> _Task instructions_
1. Please reproduce the stretch of the Gunbuster starfield post from "The original backgrounds" through "a night sky.", keeping every word as it appears.
2. Which parts of the analog pipeline does the Gunbuster starfield post name in its parentheses? List them.
3. Write the next part of the Gunbuster starfield post, picking up after its final sentence.

> _Passage_
Recreating the starfield background art from the 1988 anime Gunbuster

· 220 words · 2 minute read
Recreating the starfield background art from the 1988 anime Gunbuster

I’ve written before about my admiration for the animation studio Gainax and their highly creative work. This time I’m curious about a very particular element: The starfield background art of 1988–1989 OVA Gunbuster.

The original backgrounds were probably painted with Nicker Poster Color, an opaque watercolor similar to gouache. The stars were likely dotted-on with a brush (or sprayed-on in case of nebula).

Mostly the stars scroll with the background, but a few times they parallax. My guess is a transparent sheet was used.

Mostly the stars scroll with the background, but a few times they parallax. My guess is a transparent sheet was used.

The interesting artistic choice is how colorful they made it. It’s psychedelic, using intentionally imperfect sphere, and close too breaking the illusion of a night sky.


When recreating this this art digitally, the challenge isn’t covering a canvas with blobby particles. It’s in re-creating the artifacts from the analog pipeline (Lenses, Cameras, Film) that gives it a soft and organic look.

> _Material provided_
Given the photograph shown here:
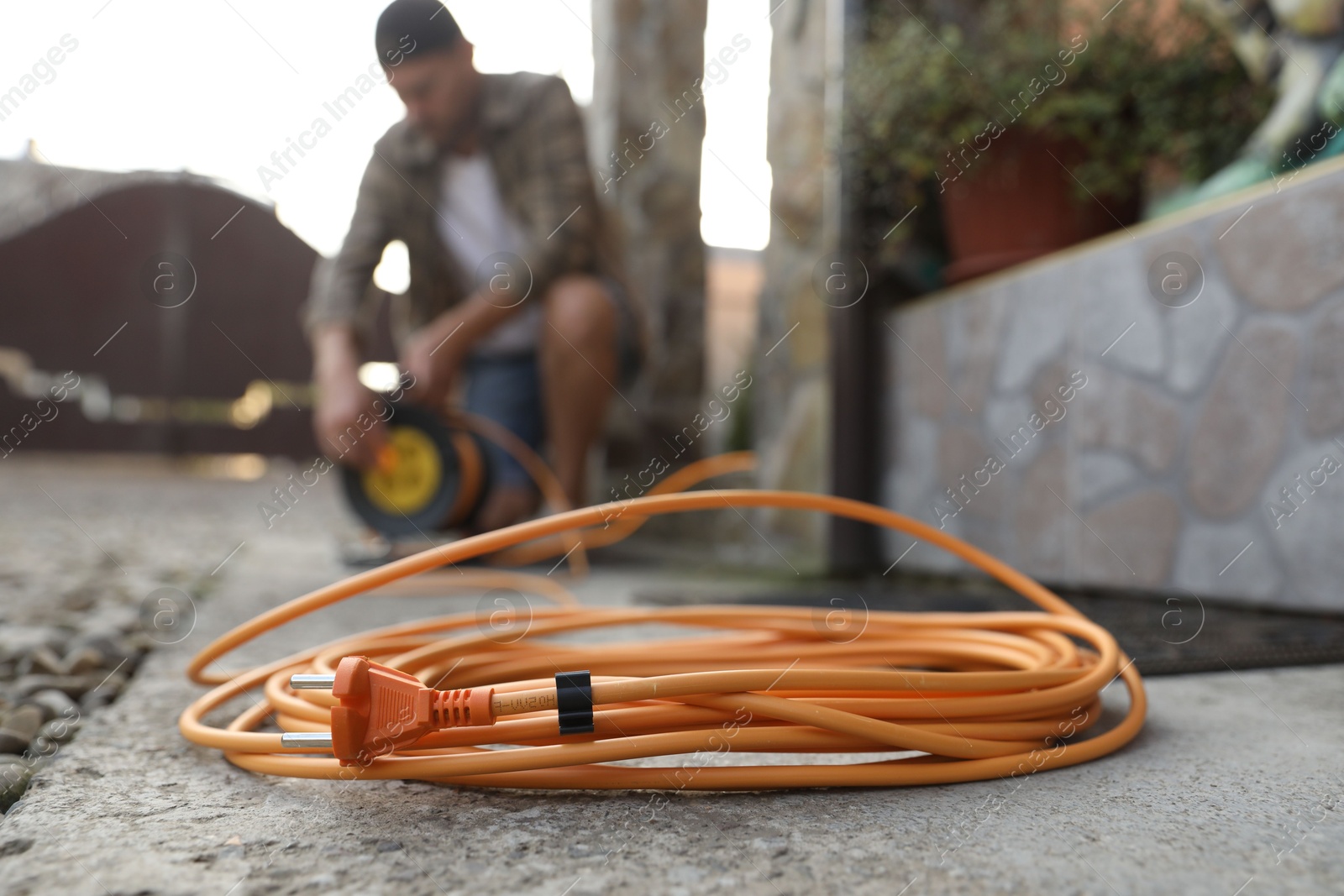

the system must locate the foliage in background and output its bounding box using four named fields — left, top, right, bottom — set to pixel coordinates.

> _Answers to each task_
1.
The original backgrounds were probably painted with Nicker Poster Color, an opaque watercolor similar to gouache. The stars were likely dotted-on with a brush (or sprayed-on in case of nebula).

Mostly the stars scroll with the background, but a few times they parallax. My guess is a transparent sheet was used.

Mostly the stars scroll with the background, but a few times they parallax. My guess is a transparent sheet was used.

The interesting artistic choice is how colorful they made it. It’s psychedelic, using intentionally imperfect sphere, and close too breaking the illusion of a night sky.

2. Lenses, Cameras, Film

3.
Zooming into a high-resolution capture and compressing the tonal range reveals some of these optical characteristics. Blues tend to shift right, reds bleed outward. There’s also a noticeable amount of film grain and haloing.

Even with digital artifacts, we can deduce a lot about the analogue pipeline.

Even with digital artifacts, we can deduce a lot about the analogue pipeline.

Using blurs, chromatic aberration, a fake noise grain, some film filters we can get pretty close.

Three.js was used for rendering, lil-gui for the control panel and Claude helped me write the WebGL shaders. When everything was set up it was a matter of dialing in the value to match up with the references.